**YOUR TASK**: For the listing beneath, state how many lines contain the string "Target". Give the number by itself.

**GIVEN ENTRIES**:

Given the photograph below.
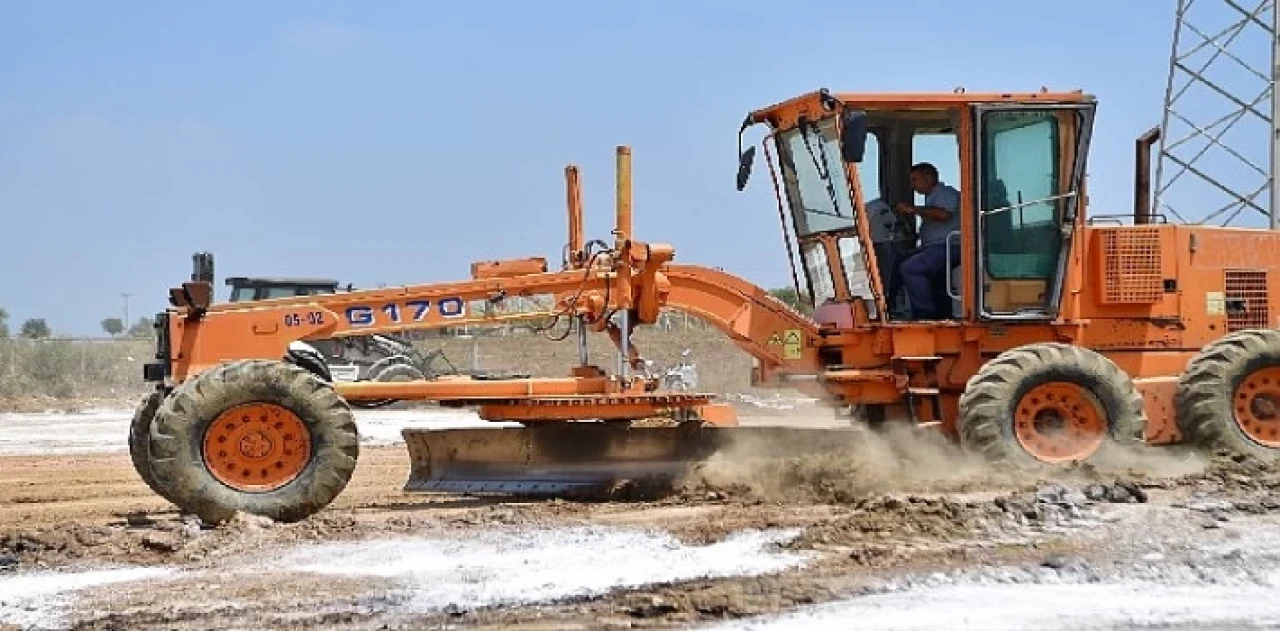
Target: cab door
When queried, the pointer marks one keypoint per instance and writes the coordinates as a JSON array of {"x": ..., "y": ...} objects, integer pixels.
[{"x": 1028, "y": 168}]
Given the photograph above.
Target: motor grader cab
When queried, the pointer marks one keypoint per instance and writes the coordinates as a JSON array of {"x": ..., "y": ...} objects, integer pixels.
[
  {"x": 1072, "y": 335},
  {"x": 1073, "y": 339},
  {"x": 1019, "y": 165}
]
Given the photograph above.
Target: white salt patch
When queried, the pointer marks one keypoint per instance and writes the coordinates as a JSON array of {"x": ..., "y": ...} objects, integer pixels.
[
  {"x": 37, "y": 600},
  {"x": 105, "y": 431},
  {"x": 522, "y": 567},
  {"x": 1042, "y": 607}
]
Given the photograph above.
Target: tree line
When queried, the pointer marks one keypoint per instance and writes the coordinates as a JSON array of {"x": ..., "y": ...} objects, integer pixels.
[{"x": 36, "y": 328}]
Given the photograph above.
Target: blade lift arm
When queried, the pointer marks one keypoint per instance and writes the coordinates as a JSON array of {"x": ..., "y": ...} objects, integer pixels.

==

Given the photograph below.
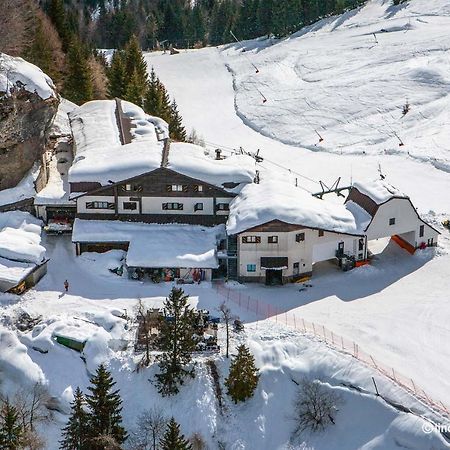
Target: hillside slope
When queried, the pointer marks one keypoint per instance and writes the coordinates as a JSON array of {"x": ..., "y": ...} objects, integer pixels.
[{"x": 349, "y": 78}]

**OUTPUT OF THE TASK**: 6